= TEKSTFRAGMENT =

******************************

Uitspraak 201307685/3/R2


Volledige tekst

201307685/3/R2.
Datum uitspraak: 25 maart 2014

AFDELING
BESTUURSRECHTSPRAAK

Uitspraak op het verzet (artikel 8:55 van de Algemene wet bestuursrecht (hierna: de Awb)) van:

[opposant A] en [opposant B] (hierna in enkelvoud: [opposant]), wonend te Raamsdonk, gemeente Geertruidenberg,
opposanten,

tegen de uitspraak van de Afdeling van 2 december 2013 in zaak nr. 201307685/2/R2.

Procesverloop

Bij uitspraak van 2 december 2013, in zaak nr. 201307685/2/R2, heeft de Afdeling na vereenvoudigde behandeling het beroep ongegrond verklaard. De uitspraak is aangehecht.

Tegen deze uitspraak heeft [opposant] bij brief, bij de Raad van State ingekomen op 5 december 2013, verzet gedaan.

De zaak is door een meervoudige kamer van de Afdeling verwezen naar een enkelvoudige.

******************************

= WAT JE MOET DOEN =
[a] Op welke datum is de brief met het verzet volgens het tekstfragment bij de Raad van State ingekomen?
[b] Schrijf uit het tekstfragment letterlijk het deel over tussen "[opposant A] en" en "zaak nr. 201307685/2/R2.", beide inbegrepen.
Het materiaal hierna komt uit een andere bron.

= FRAGMENT UIT DATASET =

******************************

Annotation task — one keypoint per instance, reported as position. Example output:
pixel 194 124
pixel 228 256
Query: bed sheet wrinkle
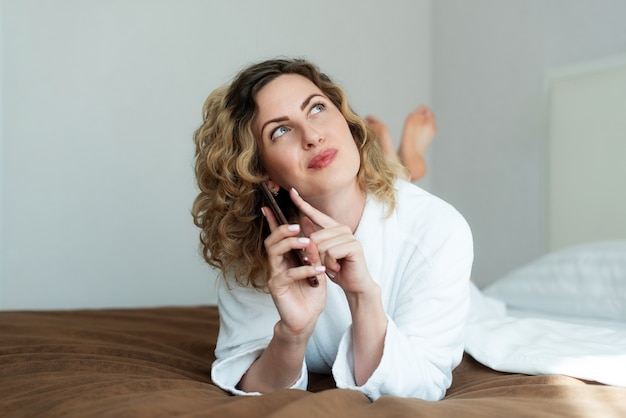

******************************

= ANTWOORDEN OP OPDRACHTEN =
[a] Op 5 december 2013.

[b]
[opposant A] en [opposant B] (hierna in enkelvoud: [opposant]), wonend te Raamsdonk, gemeente Geertruidenberg,
opposanten,

tegen de uitspraak van de Afdeling van 2 december 2013 in zaak nr. 201307685/2/R2.